- [PROBLEM] List all lines of the data containing the word "dryer".
------
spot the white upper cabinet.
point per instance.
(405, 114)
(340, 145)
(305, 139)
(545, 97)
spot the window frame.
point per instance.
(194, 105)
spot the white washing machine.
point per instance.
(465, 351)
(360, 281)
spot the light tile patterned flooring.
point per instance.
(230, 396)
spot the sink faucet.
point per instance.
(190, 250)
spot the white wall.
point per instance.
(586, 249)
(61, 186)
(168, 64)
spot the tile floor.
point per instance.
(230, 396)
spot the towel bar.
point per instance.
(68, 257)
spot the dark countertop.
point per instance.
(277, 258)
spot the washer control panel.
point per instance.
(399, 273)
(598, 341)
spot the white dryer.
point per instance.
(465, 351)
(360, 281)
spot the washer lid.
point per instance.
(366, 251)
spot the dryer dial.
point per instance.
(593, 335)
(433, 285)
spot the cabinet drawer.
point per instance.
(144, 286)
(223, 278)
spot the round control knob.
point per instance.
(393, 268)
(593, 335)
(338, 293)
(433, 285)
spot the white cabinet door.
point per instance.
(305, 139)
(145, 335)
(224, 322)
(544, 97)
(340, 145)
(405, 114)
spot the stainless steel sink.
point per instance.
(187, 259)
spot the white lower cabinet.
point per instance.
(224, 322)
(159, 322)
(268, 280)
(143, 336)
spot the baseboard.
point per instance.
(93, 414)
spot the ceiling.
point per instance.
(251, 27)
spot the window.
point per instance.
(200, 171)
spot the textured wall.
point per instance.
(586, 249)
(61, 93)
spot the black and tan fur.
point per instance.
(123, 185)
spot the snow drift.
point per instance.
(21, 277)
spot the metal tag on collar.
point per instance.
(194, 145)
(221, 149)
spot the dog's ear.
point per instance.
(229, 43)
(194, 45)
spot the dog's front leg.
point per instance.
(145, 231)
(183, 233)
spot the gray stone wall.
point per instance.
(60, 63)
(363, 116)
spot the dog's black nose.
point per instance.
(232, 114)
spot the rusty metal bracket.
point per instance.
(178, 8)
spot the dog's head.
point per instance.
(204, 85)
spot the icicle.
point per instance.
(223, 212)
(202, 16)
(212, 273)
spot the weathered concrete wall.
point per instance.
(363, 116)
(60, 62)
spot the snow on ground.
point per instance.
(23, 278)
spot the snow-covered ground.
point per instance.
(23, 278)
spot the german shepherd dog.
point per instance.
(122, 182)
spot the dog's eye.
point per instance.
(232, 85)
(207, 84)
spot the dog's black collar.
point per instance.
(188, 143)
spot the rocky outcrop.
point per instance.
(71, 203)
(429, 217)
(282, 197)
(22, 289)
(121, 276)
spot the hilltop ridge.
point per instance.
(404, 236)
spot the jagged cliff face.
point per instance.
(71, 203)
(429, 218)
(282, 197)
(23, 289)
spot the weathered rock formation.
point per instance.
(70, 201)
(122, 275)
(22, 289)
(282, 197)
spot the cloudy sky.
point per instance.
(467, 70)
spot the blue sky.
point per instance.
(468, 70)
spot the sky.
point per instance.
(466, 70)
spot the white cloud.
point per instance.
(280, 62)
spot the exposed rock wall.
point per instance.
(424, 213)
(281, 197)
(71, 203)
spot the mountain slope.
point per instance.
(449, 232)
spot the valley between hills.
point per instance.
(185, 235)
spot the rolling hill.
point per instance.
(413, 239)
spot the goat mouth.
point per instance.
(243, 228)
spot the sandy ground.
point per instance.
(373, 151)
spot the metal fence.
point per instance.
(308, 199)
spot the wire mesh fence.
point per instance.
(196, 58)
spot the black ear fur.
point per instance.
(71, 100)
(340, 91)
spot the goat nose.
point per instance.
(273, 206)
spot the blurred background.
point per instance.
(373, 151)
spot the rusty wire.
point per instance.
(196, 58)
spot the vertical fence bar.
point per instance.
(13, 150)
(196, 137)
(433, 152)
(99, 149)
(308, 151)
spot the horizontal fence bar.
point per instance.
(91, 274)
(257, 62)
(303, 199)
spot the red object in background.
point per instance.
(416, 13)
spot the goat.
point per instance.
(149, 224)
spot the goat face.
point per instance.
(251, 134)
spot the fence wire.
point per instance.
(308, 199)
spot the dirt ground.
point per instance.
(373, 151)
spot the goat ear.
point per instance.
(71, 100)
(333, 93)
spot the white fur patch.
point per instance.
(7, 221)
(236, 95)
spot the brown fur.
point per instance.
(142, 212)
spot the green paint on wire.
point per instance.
------
- [RESULT OF THIS EXERCISE]
spot the white dryer.
spot the dryer dial.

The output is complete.